[Set problem] Update every row below by replacing "Target" with "Item", and leave the rest of each row unchanged.

>>>

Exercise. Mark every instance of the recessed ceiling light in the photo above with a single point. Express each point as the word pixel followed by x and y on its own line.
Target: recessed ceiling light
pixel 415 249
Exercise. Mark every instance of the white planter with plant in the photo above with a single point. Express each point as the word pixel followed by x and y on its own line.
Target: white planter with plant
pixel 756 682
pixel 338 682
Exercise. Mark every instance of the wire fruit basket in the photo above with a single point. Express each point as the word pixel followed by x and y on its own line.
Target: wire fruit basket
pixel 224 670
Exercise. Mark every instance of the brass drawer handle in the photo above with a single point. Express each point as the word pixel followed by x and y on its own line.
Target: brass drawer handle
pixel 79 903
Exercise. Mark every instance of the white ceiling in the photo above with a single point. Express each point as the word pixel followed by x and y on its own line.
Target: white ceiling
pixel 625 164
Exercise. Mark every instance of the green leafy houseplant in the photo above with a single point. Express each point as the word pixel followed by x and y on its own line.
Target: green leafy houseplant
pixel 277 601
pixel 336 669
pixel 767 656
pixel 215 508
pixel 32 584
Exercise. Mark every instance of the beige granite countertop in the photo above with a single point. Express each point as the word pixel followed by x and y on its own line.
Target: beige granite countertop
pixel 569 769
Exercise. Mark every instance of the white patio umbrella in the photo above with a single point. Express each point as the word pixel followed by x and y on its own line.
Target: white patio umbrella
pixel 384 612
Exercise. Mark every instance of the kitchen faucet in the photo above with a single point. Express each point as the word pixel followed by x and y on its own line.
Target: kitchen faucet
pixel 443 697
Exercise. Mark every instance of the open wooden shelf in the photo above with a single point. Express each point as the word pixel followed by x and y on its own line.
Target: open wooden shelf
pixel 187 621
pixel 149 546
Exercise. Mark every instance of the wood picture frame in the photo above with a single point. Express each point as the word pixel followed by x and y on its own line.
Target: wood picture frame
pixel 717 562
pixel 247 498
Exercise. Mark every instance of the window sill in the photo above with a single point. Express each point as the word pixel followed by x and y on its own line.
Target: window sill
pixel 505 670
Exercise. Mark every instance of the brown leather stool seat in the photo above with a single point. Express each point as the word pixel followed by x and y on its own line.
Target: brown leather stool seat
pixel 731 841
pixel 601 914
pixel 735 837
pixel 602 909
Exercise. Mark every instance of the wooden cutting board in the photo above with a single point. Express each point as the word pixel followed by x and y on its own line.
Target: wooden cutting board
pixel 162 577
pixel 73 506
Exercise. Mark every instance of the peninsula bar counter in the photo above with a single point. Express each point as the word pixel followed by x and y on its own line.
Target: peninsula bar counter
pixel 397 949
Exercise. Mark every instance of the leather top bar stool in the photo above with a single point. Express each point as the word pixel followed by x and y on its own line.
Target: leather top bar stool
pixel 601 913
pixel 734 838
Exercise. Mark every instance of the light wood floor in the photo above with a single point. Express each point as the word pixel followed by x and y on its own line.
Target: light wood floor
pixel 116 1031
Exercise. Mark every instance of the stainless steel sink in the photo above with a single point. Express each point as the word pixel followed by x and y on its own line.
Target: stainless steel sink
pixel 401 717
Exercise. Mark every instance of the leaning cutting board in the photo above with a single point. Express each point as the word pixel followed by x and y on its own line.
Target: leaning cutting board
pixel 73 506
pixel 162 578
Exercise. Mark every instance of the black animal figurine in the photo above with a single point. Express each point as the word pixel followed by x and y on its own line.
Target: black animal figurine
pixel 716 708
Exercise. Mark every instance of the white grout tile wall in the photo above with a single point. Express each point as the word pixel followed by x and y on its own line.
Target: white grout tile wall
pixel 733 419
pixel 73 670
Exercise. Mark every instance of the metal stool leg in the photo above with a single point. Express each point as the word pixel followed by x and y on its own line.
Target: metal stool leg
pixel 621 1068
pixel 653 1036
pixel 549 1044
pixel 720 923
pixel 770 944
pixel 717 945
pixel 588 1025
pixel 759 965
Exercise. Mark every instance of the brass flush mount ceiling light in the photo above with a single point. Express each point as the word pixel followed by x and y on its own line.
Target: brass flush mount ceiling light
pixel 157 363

<<<

[Complete response]
Exercise. Mark every instance of the recessed ceiling light in the photo above with a single point. Express each point as the word pixel followed by x and y on its own line.
Item: recessed ceiling light
pixel 415 249
Exercise. Mark every instance of the white planter with plant in the photo above with a single point. Express each point as the word pixel followed by x and y on its own line.
Item: white planter with plant
pixel 756 682
pixel 338 682
Exercise. Mark every instance of the wire fruit basket in the photo above with a single point. Express each point as the word pixel followed by x and y on its own line.
Item: wire fruit basket
pixel 224 670
Exercise. Mark every instance of the brass drawer handle in the photo above with a single point. Express each point as the word pixel followed by x and y on its own line.
Item: brass drawer handle
pixel 79 903
Exercise. Mark every instance of the white ceiling in the photo above with a single point. Express each point as the word pixel followed by x and y on its own line.
Item: white ceiling
pixel 625 164
Exercise. Mark every instance of the green leafy houseplant in the photo above with a single point. Express each point as the word pixel followed by x and y on its own line.
Item: green leafy houseplant
pixel 277 601
pixel 336 669
pixel 767 656
pixel 215 508
pixel 32 584
Exercise. Mark every instance of the beige granite countertop in the photo above with a single point. Express each point as the word pixel followed by x and y on its own line.
Item: beige granite countertop
pixel 569 769
Exercise. Mark every instance of the white patio umbrella in the photo above with a single point. Express each point as the word pixel followed by x and y on its own line.
Item: white patio umbrella
pixel 384 612
Exercise. Mark every instance of the kitchen faucet in the photo above with a single point. Express each point as the word pixel followed by x and y on its own line.
Item: kitchen faucet
pixel 443 697
Exercise. Mark every instance of the open wooden shelf in the photo above with a single point. Express each point as the word pixel followed by x and y on its own line.
Item: open wooden shelf
pixel 187 621
pixel 149 546
Exercise. Mark every instance of the wood picture frame in the photo above with a single point. Express each point as the word pixel followed by x and y on its own line.
Item: wood picture frame
pixel 717 562
pixel 247 498
Exercise. Mark every instance of the window sill in the photo above with a single point. Express each point as the word pixel followed by x and y on its own line.
Item: window sill
pixel 505 670
Exercise. Mark every instance of the brown leather stool seat in the photo above with a single point. Express each point as the word pixel followed by x and y on its own line.
Item: brown leather stool seat
pixel 731 841
pixel 601 914
pixel 735 837
pixel 602 909
Exercise. Mark every instance of the wooden cutting board in the photo above with a single point. Express each point as the word pixel followed by x and y on its own line.
Item: wooden cutting board
pixel 162 577
pixel 73 506
Exercise. Mark every instance of the peninsula bar counter in the photo above with a single point. Express each point as the word pixel followed by x and y on its own line.
Item: peninsula bar counter
pixel 397 949
Exercise. Mark every instance of the leather top bar stool in the photo above with a single point. Express each point as the word pixel followed by x and y on its own line.
Item: leather top bar stool
pixel 601 913
pixel 734 838
Exercise. Mark every instance of the light wood floor in the photo above with a single point. Express each point as the word pixel followed by x and y on its own line.
Item: light wood floor
pixel 116 1031
Exercise. Mark every instance of the stainless steel sink in the photo above with a single point. Express each point as the word pixel followed by x and y on its own line.
Item: stainless steel sink
pixel 401 717
Exercise. Mark every instance of the leaning cutting board in the photo above with a single point. Express each point as the word pixel followed by x and y on its own line.
Item: leaning cutting board
pixel 73 506
pixel 162 578
Exercise. Mark every instance of the black animal figurine in the photo above with a single point. Express each point as the word pixel followed by x and y on its own line.
Item: black animal figurine
pixel 716 708
Exercise. Mark every instance of the white grout tile wall in the photo above with a single point. Express each point as the word pixel followed by x and y on its own line.
Item: white grout tile wall
pixel 733 419
pixel 73 670
Exercise. Mark every instance of the metal stool leg in the photo above with a single point. Express each point as the word pixel followed by x and y on its own line.
Item: metal stool leg
pixel 621 1068
pixel 653 1036
pixel 549 1044
pixel 720 923
pixel 770 944
pixel 717 945
pixel 588 1025
pixel 759 965
Exercise. Mark every instance of the brass flush mount ceiling light in the photo above with a single point. Express each point as the word pixel followed by x and y on its own line.
Item: brass flush mount ceiling light
pixel 157 363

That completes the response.